Prompt:
Set down, unchanged, the line holding "Detects the lamp" and all lines that follow it to the end of the material, leaving pictures out.
** Listed records follows **
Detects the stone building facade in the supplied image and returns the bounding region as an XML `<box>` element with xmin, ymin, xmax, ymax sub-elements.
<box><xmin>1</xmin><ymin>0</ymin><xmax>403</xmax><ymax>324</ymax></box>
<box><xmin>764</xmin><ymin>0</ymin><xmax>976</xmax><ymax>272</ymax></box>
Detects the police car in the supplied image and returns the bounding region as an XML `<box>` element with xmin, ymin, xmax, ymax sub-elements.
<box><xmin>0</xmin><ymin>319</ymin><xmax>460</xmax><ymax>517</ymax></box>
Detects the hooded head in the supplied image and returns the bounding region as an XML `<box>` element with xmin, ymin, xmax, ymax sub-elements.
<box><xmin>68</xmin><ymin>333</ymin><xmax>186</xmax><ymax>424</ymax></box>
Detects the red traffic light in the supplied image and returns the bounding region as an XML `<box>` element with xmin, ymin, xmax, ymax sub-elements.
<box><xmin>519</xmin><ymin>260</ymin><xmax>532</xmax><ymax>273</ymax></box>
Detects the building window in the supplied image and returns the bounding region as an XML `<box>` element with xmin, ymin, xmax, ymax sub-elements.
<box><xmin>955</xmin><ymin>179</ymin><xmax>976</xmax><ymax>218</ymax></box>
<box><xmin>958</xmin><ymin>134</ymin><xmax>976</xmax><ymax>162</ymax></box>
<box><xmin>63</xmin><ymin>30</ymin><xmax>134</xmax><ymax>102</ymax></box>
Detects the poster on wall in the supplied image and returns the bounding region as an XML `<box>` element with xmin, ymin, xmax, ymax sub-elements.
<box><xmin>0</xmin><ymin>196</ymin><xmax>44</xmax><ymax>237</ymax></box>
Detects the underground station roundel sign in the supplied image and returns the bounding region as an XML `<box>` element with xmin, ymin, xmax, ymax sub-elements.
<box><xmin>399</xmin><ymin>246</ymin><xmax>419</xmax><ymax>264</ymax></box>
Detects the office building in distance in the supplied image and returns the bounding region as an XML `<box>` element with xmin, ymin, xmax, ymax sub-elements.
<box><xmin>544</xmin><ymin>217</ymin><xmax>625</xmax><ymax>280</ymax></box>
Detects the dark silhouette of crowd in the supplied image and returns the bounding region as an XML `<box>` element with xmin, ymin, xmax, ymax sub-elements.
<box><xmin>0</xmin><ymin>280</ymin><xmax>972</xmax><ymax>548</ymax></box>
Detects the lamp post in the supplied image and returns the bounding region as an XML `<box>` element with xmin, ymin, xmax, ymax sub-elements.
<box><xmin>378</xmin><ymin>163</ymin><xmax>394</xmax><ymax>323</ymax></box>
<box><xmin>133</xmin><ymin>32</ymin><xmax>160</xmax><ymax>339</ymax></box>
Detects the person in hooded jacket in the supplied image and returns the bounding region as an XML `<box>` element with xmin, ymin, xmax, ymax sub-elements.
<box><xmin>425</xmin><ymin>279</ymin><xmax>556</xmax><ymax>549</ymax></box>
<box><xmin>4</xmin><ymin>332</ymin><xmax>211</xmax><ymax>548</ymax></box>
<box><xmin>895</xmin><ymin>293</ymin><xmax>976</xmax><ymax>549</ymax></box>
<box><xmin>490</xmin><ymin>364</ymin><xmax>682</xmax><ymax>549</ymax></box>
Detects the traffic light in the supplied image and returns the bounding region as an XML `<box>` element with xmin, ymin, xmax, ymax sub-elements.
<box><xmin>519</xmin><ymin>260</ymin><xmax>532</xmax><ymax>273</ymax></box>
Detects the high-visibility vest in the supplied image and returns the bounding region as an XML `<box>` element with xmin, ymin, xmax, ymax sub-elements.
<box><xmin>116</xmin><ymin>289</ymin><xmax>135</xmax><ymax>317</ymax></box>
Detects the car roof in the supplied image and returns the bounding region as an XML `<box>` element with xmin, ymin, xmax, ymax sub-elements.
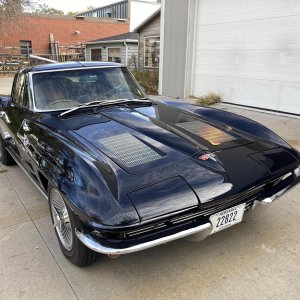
** End of Listed records **
Result:
Detects the lamp post in the supplied image and returns the bounding region as an XML `<box>` element with xmin, ymin, xmax, ymax sub-elements.
<box><xmin>378</xmin><ymin>163</ymin><xmax>394</xmax><ymax>323</ymax></box>
<box><xmin>133</xmin><ymin>32</ymin><xmax>160</xmax><ymax>339</ymax></box>
Detects the person in hooded jacket in the supplied image and returns the bounding region as an XML `<box>` element with xmin, ymin, xmax, ymax sub-elements.
<box><xmin>425</xmin><ymin>279</ymin><xmax>556</xmax><ymax>549</ymax></box>
<box><xmin>4</xmin><ymin>332</ymin><xmax>211</xmax><ymax>548</ymax></box>
<box><xmin>895</xmin><ymin>293</ymin><xmax>976</xmax><ymax>549</ymax></box>
<box><xmin>490</xmin><ymin>364</ymin><xmax>682</xmax><ymax>549</ymax></box>
Detects the traffic light in the supplied image and returns the bounding region as an XML `<box>` element with xmin, ymin, xmax, ymax sub-elements.
<box><xmin>519</xmin><ymin>260</ymin><xmax>532</xmax><ymax>273</ymax></box>
Detects the high-visibility vest in the supplied image and returns the bounding region as an XML `<box>` element with xmin, ymin, xmax, ymax sub-elements.
<box><xmin>116</xmin><ymin>289</ymin><xmax>135</xmax><ymax>317</ymax></box>
Detects the car roof in the supplied image and returns the bounding region as an XML `<box>` element with xmin, ymin, xmax, ymax sub-elements.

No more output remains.